DIAPORAMA - Le mythique cinéma Louxor de Barbès (Paris) a été inauguré, mercredi 17 avril, après trois ans de travaux et un budget de 25 millions d'euros. Trois salles et un bar avec terrasse donnent sur le métro aérien et Montmartre, le tout dans un décor "Art déco égyptianisant". Cette opération de rénovation audacieuse est signée par Philippe Pumain. Découverte des coulisses.
Dès ce jeudi 18 avril, les premiers spectateurs découvriront l'intérieur du cinéma Le Louxor. Refaite telle qu'elle était en 1921, la grande salle, surnommée la Pharaonne, et aujourd'hui baptisée "Youssef Chahine"* nous renvoie dans les films égyptiens à l'image de La Rose pourpre du Caire de Woody Allen. "Avec ses scarabées en or, un immense soleil ailé au-dessus de la réplique de l'écran d'origine, de 5,42 x 9, 00 m, ses cobras et ses balcons nichés à une hauteur importante, nous avons voulu faire renaître ce lieu de culture mythique dans Paris, nous confie Philippe Pumain, l'architecte en charge de la rénovation. Une restauration effectivement nécessaire, car l'intérieur du bâtiment était méconnaissable…"
Réalisé en 1920-1921 par l'architecte Henri Zipcy et le céramiste Amédée Tiberti pour le groupe Lutetia-Wagram, le Louxor, situé à la confluence des Xe, IXe et XVIIIe arrondissements, a une longue histoire. Il a été, en effet, exploité comme cinéma jusqu'en 1983, avant de devenir une discothèque -la Dérobade puis le Megatown-, et d'être désaffecté en 1988.
Apporter de la culture dans un quartier populaire
Cela faisait donc dix ans, depuis son rachat par la Ville de Paris sur décision du maire (PS) Bertrand Delanoë, que sa rénovation alimentait la chronique, entre polémiques sur la destination du lieu et échanges sur la restauration néo-égyptienne, mais aussi des interrogations sur le coût global des travaux, estimé à 25 millions d'euros. "Grâce à la bonne compréhension de l'architecte, nous avons pu même économiser 3 millions d'euros sur cette lourde rénovation", s'est félicité, mercredi 17 avril, le maire de Paris. Et d'ajouter : "Pour des raisons historiques, sociales et "cinéphiliques", ce lieu classé "Art et essai" est, en effet, très attendu dans ce quartier populaire à cheval sur trois arrondissements (9e, 10e et 18e). La culture peut changer les choses dans ce quartier, déjà métamorphosé par les opérations de logement social."

Éléments d'étiquetage des contours
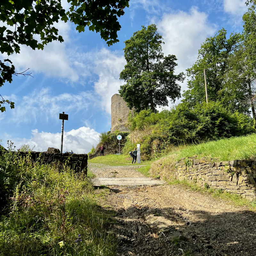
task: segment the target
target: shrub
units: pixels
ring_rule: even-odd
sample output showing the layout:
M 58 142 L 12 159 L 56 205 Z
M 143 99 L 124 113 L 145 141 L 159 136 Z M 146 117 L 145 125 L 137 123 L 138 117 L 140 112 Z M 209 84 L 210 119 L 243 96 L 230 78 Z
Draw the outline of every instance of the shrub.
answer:
M 130 117 L 130 122 L 134 133 L 149 127 L 152 129 L 140 142 L 141 155 L 148 158 L 156 156 L 156 152 L 163 152 L 171 145 L 197 144 L 256 132 L 250 117 L 232 112 L 213 102 L 198 104 L 193 108 L 182 103 L 160 113 L 143 110 L 133 119 Z

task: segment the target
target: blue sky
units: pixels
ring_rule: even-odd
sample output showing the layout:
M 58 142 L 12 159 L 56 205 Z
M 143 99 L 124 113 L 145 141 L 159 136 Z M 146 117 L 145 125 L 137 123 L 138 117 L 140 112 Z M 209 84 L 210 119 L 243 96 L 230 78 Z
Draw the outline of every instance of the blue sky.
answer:
M 165 43 L 164 53 L 176 55 L 177 72 L 185 73 L 207 37 L 222 27 L 228 35 L 242 32 L 245 2 L 131 0 L 119 19 L 120 42 L 109 47 L 99 34 L 79 33 L 71 24 L 59 22 L 56 27 L 64 43 L 52 42 L 43 51 L 22 46 L 20 54 L 9 57 L 17 71 L 30 68 L 34 77 L 14 77 L 0 88 L 4 98 L 15 103 L 14 109 L 7 107 L 0 113 L 1 144 L 6 147 L 9 140 L 17 148 L 28 144 L 40 151 L 60 148 L 59 114 L 64 111 L 68 120 L 64 122 L 63 151 L 88 153 L 97 144 L 99 133 L 110 130 L 111 97 L 124 83 L 119 79 L 126 63 L 124 41 L 142 25 L 156 24 Z M 186 90 L 186 80 L 181 85 Z

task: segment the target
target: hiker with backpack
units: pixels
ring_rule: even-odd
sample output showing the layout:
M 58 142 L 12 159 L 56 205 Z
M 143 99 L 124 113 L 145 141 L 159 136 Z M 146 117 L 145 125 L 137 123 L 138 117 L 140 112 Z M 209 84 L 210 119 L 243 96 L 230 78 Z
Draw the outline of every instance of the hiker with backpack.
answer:
M 102 156 L 104 155 L 104 149 L 105 149 L 105 147 L 104 147 L 103 145 L 99 148 L 100 151 L 100 156 L 101 156 L 101 154 Z
M 135 148 L 135 150 L 134 150 L 133 152 L 132 152 L 132 164 L 133 163 L 133 161 L 134 161 L 134 163 L 136 163 L 136 159 L 137 159 L 137 149 Z M 134 160 L 135 161 L 134 161 Z

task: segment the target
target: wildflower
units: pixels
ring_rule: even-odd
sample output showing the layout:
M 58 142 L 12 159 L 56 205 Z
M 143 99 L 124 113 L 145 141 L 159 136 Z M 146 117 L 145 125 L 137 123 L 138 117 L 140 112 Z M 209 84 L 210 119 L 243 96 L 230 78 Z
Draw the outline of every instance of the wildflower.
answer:
M 80 234 L 79 234 L 79 235 L 78 235 L 78 238 L 77 238 L 75 241 L 76 243 L 76 244 L 78 245 L 79 245 L 79 243 L 82 241 L 82 239 L 80 239 L 81 237 L 81 235 Z
M 61 248 L 63 246 L 64 246 L 64 242 L 63 241 L 61 241 L 58 243 L 59 244 Z

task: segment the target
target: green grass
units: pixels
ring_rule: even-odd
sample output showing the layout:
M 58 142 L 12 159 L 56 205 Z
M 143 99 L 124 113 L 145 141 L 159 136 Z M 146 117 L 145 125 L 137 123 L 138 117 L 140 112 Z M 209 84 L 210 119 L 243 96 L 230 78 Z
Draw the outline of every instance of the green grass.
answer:
M 256 211 L 256 202 L 250 202 L 242 197 L 238 194 L 232 194 L 222 189 L 216 189 L 211 188 L 202 188 L 196 184 L 183 180 L 173 180 L 168 182 L 170 185 L 180 184 L 186 188 L 197 191 L 203 194 L 210 195 L 212 197 L 229 202 L 236 205 L 245 206 L 253 211 Z
M 18 182 L 8 188 L 0 219 L 1 256 L 116 255 L 115 239 L 107 232 L 111 213 L 96 203 L 89 179 L 68 168 L 6 157 L 0 157 L 0 174 L 15 171 L 9 177 Z
M 256 134 L 181 146 L 171 155 L 176 161 L 181 157 L 206 157 L 222 161 L 248 159 L 256 156 Z
M 97 156 L 88 160 L 88 163 L 94 164 L 103 164 L 108 165 L 111 166 L 119 166 L 127 165 L 132 165 L 132 158 L 129 155 L 108 155 L 103 156 Z M 142 161 L 140 164 L 137 164 L 135 165 L 148 164 L 151 163 L 151 161 Z

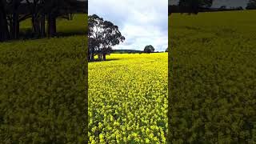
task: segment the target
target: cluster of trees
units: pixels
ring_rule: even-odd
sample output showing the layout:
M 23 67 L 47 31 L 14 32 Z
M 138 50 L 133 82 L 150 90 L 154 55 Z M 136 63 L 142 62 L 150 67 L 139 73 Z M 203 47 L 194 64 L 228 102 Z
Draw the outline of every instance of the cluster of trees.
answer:
M 250 0 L 246 6 L 247 10 L 255 10 L 256 9 L 256 0 Z
M 180 0 L 178 6 L 169 6 L 168 13 L 188 13 L 198 14 L 198 12 L 206 11 L 223 11 L 223 10 L 242 10 L 242 6 L 227 8 L 226 6 L 222 6 L 219 8 L 210 8 L 213 4 L 213 0 Z M 247 10 L 256 9 L 256 0 L 249 0 Z
M 88 61 L 105 61 L 106 55 L 110 54 L 112 47 L 124 42 L 118 26 L 96 14 L 88 16 Z
M 19 38 L 20 22 L 27 18 L 34 37 L 55 36 L 57 18 L 70 19 L 76 7 L 77 0 L 0 0 L 0 42 Z

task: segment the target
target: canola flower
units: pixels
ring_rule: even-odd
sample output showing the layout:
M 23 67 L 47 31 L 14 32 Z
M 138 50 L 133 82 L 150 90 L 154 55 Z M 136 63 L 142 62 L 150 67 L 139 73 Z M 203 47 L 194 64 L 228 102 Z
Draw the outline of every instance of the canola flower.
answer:
M 107 58 L 88 66 L 89 143 L 166 143 L 168 54 Z

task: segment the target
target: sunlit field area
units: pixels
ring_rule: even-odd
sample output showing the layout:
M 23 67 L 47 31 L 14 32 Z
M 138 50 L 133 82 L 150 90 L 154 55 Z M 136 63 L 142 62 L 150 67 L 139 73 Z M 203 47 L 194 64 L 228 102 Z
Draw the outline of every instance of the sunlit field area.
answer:
M 87 142 L 86 18 L 58 19 L 59 38 L 0 43 L 1 143 Z
M 256 142 L 255 15 L 169 16 L 172 143 Z
M 168 54 L 89 63 L 90 143 L 166 142 Z

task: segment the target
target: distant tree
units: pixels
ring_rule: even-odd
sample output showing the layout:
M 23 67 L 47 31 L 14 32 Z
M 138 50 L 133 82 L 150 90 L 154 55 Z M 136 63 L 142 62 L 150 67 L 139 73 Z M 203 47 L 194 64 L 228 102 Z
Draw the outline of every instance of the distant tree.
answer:
M 88 51 L 90 61 L 94 60 L 96 54 L 99 61 L 105 61 L 106 55 L 110 54 L 112 47 L 125 40 L 118 26 L 111 22 L 104 21 L 96 14 L 88 16 L 88 27 L 90 42 Z
M 178 6 L 182 13 L 198 14 L 200 8 L 210 8 L 213 0 L 180 0 Z
M 246 7 L 247 10 L 254 10 L 256 9 L 256 0 L 250 0 Z
M 144 48 L 145 53 L 150 54 L 150 53 L 153 53 L 154 51 L 154 48 L 151 45 L 146 46 Z
M 223 5 L 218 8 L 219 10 L 223 10 L 226 9 L 226 6 Z

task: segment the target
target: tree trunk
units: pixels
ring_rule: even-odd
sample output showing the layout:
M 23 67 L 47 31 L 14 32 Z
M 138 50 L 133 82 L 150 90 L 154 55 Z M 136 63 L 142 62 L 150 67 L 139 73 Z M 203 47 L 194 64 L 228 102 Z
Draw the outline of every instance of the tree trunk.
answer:
M 48 37 L 56 35 L 56 17 L 54 14 L 48 14 Z
M 0 42 L 10 39 L 6 14 L 2 1 L 0 0 Z
M 39 18 L 37 18 L 36 14 L 33 14 L 32 15 L 32 24 L 33 32 L 36 34 L 36 37 L 39 37 L 41 34 L 40 21 Z
M 13 39 L 18 39 L 19 36 L 19 21 L 18 21 L 18 13 L 17 12 L 17 10 L 14 10 L 13 14 L 11 27 L 12 27 L 11 38 Z
M 46 15 L 45 14 L 41 14 L 41 37 L 46 36 Z

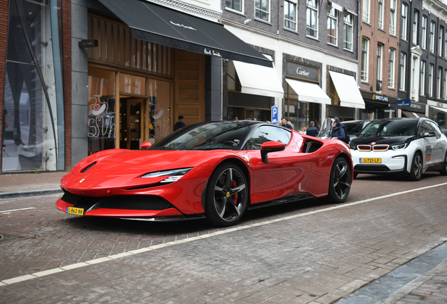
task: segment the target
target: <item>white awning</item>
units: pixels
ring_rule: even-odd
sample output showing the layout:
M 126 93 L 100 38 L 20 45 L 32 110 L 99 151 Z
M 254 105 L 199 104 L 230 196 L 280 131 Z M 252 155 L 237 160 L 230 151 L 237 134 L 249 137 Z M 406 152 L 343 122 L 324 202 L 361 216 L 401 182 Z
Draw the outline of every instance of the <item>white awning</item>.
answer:
M 290 79 L 285 80 L 292 89 L 298 95 L 299 101 L 309 101 L 316 103 L 330 104 L 330 99 L 321 89 L 319 85 Z
M 365 101 L 354 77 L 334 71 L 329 71 L 329 74 L 340 99 L 341 106 L 365 108 Z
M 284 97 L 281 82 L 276 74 L 275 65 L 268 68 L 259 65 L 233 61 L 242 87 L 240 91 L 253 95 Z
M 435 107 L 434 106 L 429 106 L 430 108 L 433 108 L 435 110 L 438 110 L 439 111 L 447 113 L 447 109 L 440 107 Z

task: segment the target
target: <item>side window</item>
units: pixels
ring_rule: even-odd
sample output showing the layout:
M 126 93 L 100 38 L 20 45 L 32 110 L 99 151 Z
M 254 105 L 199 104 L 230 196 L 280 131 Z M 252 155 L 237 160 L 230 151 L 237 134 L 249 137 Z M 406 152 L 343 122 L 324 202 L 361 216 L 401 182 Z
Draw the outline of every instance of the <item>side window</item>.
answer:
M 441 138 L 441 130 L 439 129 L 438 126 L 433 122 L 430 122 L 429 121 L 428 122 L 432 126 L 432 128 L 433 129 L 433 132 L 434 132 L 434 134 L 436 134 L 436 138 L 437 139 L 440 139 Z
M 433 129 L 432 129 L 432 127 L 430 127 L 430 125 L 428 124 L 428 122 L 427 120 L 424 120 L 420 124 L 420 129 L 419 129 L 419 136 L 424 135 L 425 132 L 434 132 L 434 131 Z
M 260 150 L 261 145 L 267 141 L 280 141 L 287 144 L 292 134 L 289 131 L 278 127 L 261 126 L 254 131 L 250 139 L 247 149 Z

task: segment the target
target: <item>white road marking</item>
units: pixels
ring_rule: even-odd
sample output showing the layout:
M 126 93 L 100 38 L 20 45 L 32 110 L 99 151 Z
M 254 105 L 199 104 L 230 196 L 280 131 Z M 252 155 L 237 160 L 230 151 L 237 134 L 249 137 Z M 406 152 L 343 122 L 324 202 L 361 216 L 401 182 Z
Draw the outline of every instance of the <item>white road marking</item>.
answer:
M 34 272 L 34 273 L 32 273 L 31 274 L 25 274 L 25 275 L 16 277 L 11 278 L 11 279 L 5 279 L 5 280 L 3 280 L 3 281 L 0 281 L 0 286 L 6 286 L 6 285 L 11 285 L 12 284 L 18 283 L 18 282 L 20 282 L 20 281 L 28 281 L 28 280 L 30 280 L 30 279 L 35 279 L 37 277 L 44 277 L 44 276 L 46 276 L 46 275 L 52 274 L 53 273 L 60 272 L 63 272 L 63 271 L 67 271 L 67 270 L 73 270 L 73 269 L 76 269 L 76 268 L 79 268 L 79 267 L 88 266 L 88 265 L 93 265 L 93 264 L 99 264 L 99 263 L 101 263 L 101 262 L 107 262 L 107 261 L 110 261 L 110 260 L 116 260 L 116 259 L 119 259 L 119 258 L 127 257 L 127 256 L 134 255 L 136 255 L 136 254 L 138 254 L 138 253 L 144 253 L 144 252 L 147 252 L 147 251 L 154 251 L 154 250 L 157 250 L 157 249 L 160 249 L 160 248 L 165 248 L 165 247 L 169 247 L 169 246 L 171 246 L 178 245 L 179 243 L 189 243 L 189 242 L 192 242 L 192 241 L 200 240 L 200 239 L 208 239 L 208 238 L 216 236 L 221 235 L 221 234 L 226 234 L 231 233 L 231 232 L 237 232 L 237 231 L 244 230 L 244 229 L 248 229 L 248 228 L 252 228 L 252 227 L 259 227 L 259 226 L 264 226 L 264 225 L 266 225 L 266 224 L 268 224 L 276 223 L 276 222 L 283 222 L 283 221 L 286 221 L 286 220 L 292 220 L 292 219 L 295 219 L 295 218 L 297 218 L 297 217 L 304 217 L 304 216 L 310 215 L 313 215 L 313 214 L 316 214 L 316 213 L 322 213 L 322 212 L 330 211 L 330 210 L 335 210 L 335 209 L 340 209 L 340 208 L 342 208 L 349 207 L 349 206 L 354 205 L 358 205 L 358 204 L 361 204 L 361 203 L 368 203 L 368 202 L 370 202 L 370 201 L 378 201 L 378 200 L 387 198 L 392 197 L 392 196 L 399 196 L 399 195 L 401 195 L 401 194 L 406 194 L 411 193 L 411 192 L 415 192 L 415 191 L 422 191 L 422 190 L 427 190 L 428 189 L 438 187 L 438 186 L 446 186 L 446 185 L 447 185 L 447 182 L 445 182 L 445 183 L 442 183 L 442 184 L 435 184 L 435 185 L 427 186 L 425 186 L 425 187 L 422 187 L 422 188 L 417 188 L 417 189 L 415 189 L 407 190 L 407 191 L 398 192 L 398 193 L 395 193 L 395 194 L 387 194 L 387 195 L 384 195 L 384 196 L 382 196 L 368 198 L 368 199 L 365 199 L 365 200 L 359 201 L 357 201 L 357 202 L 348 203 L 345 203 L 345 204 L 342 204 L 342 205 L 335 205 L 335 206 L 333 206 L 333 207 L 327 208 L 325 208 L 325 209 L 320 209 L 320 210 L 315 210 L 315 211 L 310 211 L 310 212 L 308 212 L 308 213 L 301 213 L 301 214 L 299 214 L 299 215 L 290 215 L 290 216 L 288 216 L 288 217 L 285 217 L 278 218 L 278 219 L 276 219 L 276 220 L 268 220 L 268 221 L 262 222 L 259 222 L 259 223 L 256 223 L 256 224 L 251 224 L 243 225 L 243 226 L 242 225 L 236 226 L 236 227 L 234 227 L 233 228 L 229 228 L 229 229 L 226 229 L 226 230 L 221 230 L 221 231 L 212 232 L 212 233 L 210 233 L 209 234 L 202 234 L 202 235 L 200 235 L 200 236 L 193 236 L 193 237 L 191 237 L 191 238 L 189 238 L 189 239 L 184 239 L 179 240 L 179 241 L 173 241 L 169 242 L 169 243 L 161 243 L 161 244 L 158 244 L 158 245 L 155 245 L 155 246 L 151 246 L 151 247 L 145 247 L 145 248 L 136 249 L 136 250 L 134 250 L 134 251 L 130 251 L 122 253 L 118 253 L 118 254 L 113 255 L 109 255 L 108 257 L 101 258 L 100 259 L 91 260 L 88 260 L 88 261 L 86 261 L 86 262 L 79 262 L 79 263 L 76 263 L 76 264 L 72 264 L 72 265 L 69 265 L 63 266 L 63 267 L 58 267 L 58 268 L 53 268 L 53 269 L 48 270 L 45 270 L 45 271 L 39 272 Z
M 28 209 L 36 209 L 34 207 L 30 207 L 27 208 L 21 208 L 21 209 L 11 209 L 11 210 L 4 210 L 4 211 L 0 211 L 0 213 L 7 213 L 7 212 L 13 212 L 13 211 L 20 211 L 20 210 L 28 210 Z

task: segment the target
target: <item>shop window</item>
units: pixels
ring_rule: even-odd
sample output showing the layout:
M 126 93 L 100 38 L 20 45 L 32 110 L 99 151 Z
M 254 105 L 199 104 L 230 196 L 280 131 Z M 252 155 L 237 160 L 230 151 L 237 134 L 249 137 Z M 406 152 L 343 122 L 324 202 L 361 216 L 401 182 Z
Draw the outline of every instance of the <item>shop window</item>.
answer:
M 115 148 L 115 72 L 89 69 L 89 155 Z

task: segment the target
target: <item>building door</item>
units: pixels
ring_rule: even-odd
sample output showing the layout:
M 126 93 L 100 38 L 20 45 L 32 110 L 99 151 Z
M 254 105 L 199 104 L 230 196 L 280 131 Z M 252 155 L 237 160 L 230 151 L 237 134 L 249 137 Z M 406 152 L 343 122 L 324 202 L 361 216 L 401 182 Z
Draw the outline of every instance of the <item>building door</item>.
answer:
M 145 140 L 146 100 L 119 99 L 119 148 L 138 150 Z

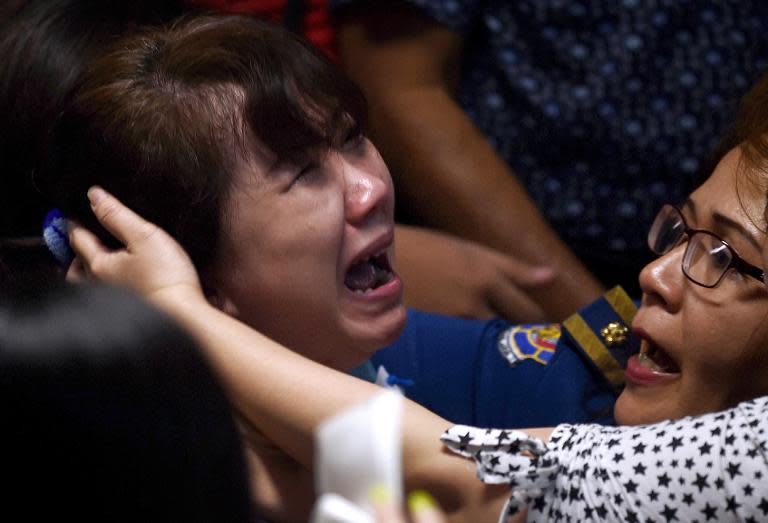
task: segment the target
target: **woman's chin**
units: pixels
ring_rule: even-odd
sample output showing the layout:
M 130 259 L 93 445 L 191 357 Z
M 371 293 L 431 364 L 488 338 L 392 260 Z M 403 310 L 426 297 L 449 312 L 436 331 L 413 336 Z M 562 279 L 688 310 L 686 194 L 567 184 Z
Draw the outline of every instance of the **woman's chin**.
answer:
M 647 425 L 670 419 L 660 402 L 638 398 L 631 387 L 625 388 L 616 400 L 613 417 L 618 425 Z

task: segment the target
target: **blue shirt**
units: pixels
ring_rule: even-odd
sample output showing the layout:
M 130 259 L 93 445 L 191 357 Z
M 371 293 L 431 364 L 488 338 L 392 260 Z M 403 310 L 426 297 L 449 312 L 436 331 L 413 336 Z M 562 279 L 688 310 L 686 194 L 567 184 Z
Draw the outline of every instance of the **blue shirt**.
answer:
M 403 335 L 372 362 L 413 380 L 406 396 L 454 423 L 506 428 L 612 423 L 623 368 L 639 347 L 624 332 L 635 311 L 618 287 L 562 326 L 411 310 Z M 613 346 L 601 334 L 610 325 L 624 336 Z

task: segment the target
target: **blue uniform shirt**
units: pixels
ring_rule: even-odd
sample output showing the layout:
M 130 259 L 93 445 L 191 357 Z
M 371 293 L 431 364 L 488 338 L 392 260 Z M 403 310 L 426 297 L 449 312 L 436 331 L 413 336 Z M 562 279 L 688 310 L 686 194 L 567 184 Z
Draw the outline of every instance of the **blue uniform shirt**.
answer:
M 408 398 L 454 422 L 543 427 L 613 422 L 636 306 L 616 287 L 561 324 L 512 325 L 411 310 L 373 364 L 413 380 Z

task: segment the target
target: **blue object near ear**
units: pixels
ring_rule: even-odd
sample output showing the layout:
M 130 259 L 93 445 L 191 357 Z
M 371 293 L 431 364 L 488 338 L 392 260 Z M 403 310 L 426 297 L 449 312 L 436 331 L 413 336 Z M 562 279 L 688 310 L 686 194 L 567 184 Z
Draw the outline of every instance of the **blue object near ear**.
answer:
M 67 219 L 58 209 L 51 209 L 43 220 L 43 241 L 62 267 L 69 267 L 75 253 L 69 246 Z

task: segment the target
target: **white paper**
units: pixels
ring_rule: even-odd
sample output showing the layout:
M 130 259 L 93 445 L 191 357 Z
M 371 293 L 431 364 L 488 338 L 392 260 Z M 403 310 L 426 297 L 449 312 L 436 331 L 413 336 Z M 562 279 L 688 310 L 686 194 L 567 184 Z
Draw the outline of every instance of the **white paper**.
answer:
M 315 485 L 373 516 L 371 487 L 403 497 L 400 417 L 402 396 L 384 391 L 323 422 L 315 431 Z

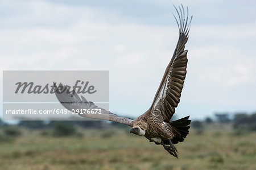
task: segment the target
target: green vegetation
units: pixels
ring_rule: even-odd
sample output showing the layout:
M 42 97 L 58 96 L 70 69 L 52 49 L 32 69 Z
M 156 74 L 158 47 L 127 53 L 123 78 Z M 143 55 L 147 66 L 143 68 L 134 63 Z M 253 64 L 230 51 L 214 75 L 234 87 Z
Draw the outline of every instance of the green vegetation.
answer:
M 256 133 L 238 135 L 231 124 L 203 126 L 203 133 L 192 127 L 176 145 L 179 159 L 129 128 L 77 127 L 80 135 L 60 138 L 51 129 L 23 128 L 14 141 L 0 142 L 0 169 L 256 169 Z M 1 135 L 7 136 L 3 128 Z

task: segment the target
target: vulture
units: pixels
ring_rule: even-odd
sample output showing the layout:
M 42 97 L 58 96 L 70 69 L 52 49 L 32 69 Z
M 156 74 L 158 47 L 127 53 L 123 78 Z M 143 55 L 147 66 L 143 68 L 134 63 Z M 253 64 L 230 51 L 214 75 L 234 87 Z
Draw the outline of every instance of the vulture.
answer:
M 61 104 L 69 110 L 76 110 L 79 115 L 92 119 L 107 120 L 123 123 L 131 127 L 130 133 L 144 136 L 150 142 L 162 145 L 171 155 L 177 158 L 177 150 L 174 144 L 184 141 L 188 134 L 191 122 L 187 116 L 171 121 L 175 108 L 180 102 L 181 93 L 187 73 L 187 50 L 184 50 L 188 41 L 188 32 L 192 16 L 188 16 L 188 8 L 185 12 L 183 6 L 174 6 L 177 16 L 174 16 L 177 24 L 179 38 L 172 57 L 166 68 L 159 87 L 150 107 L 144 114 L 135 119 L 117 116 L 102 108 L 100 108 L 84 97 L 80 97 L 73 93 L 60 93 L 60 89 L 66 86 L 60 84 L 56 88 L 56 96 Z M 84 114 L 77 110 L 81 109 L 100 109 L 98 114 Z

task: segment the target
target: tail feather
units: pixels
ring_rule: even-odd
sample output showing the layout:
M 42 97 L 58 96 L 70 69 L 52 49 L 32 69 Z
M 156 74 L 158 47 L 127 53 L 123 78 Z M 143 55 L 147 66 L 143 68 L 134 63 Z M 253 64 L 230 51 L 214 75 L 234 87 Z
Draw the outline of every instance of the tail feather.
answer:
M 191 122 L 191 120 L 188 119 L 189 118 L 189 116 L 187 116 L 180 119 L 178 119 L 169 123 L 169 124 L 172 127 L 175 127 L 178 132 L 178 133 L 176 134 L 175 137 L 171 139 L 173 144 L 177 143 L 179 142 L 183 142 L 184 139 L 188 134 L 188 130 L 190 128 L 190 126 L 189 125 L 190 124 L 190 122 Z

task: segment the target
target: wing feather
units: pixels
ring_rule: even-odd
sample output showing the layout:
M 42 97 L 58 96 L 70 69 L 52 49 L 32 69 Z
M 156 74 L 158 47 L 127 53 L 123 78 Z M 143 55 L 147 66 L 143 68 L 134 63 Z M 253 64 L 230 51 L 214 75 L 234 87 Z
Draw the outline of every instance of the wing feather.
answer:
M 54 85 L 56 96 L 62 105 L 71 111 L 75 110 L 81 117 L 110 121 L 132 126 L 133 120 L 118 117 L 108 110 L 99 107 L 93 102 L 88 101 L 82 96 L 81 96 L 80 98 L 75 91 L 73 91 L 71 93 L 68 93 L 67 87 L 63 86 L 61 84 L 60 84 L 58 87 L 56 86 L 55 83 L 54 83 Z M 61 90 L 60 91 L 59 89 Z M 81 109 L 101 109 L 101 113 L 100 114 L 82 114 L 79 113 L 79 111 L 77 111 L 77 110 L 80 110 Z
M 185 44 L 188 39 L 188 32 L 192 16 L 189 20 L 188 9 L 185 17 L 184 7 L 174 6 L 179 16 L 179 21 L 174 15 L 179 31 L 179 38 L 174 55 L 166 68 L 163 78 L 155 96 L 153 102 L 147 114 L 160 114 L 164 121 L 169 122 L 175 112 L 175 107 L 180 102 L 181 93 L 187 73 L 187 51 Z M 181 10 L 182 9 L 182 10 Z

### Consigne
Reprenez mot pour mot le passage de l'article sur le Louxor qui commence aux mots « DIAPORAMA - Le » et s'arrête après « Découverte des coulisses. ». Ce matériel n'a aucun lien avec l'article sur le Louxor.

### Réponse
DIAPORAMA - Le mythique cinéma Louxor de Barbès (Paris) a été inauguré, mercredi 17 avril, après trois ans de travaux et un budget de 25 millions d'euros. Trois salles et un bar avec terrasse donnent sur le métro aérien et Montmartre, le tout dans un décor "Art déco égyptianisant". Cette opération de rénovation audacieuse est signée par Philippe Pumain. Découverte des coulisses.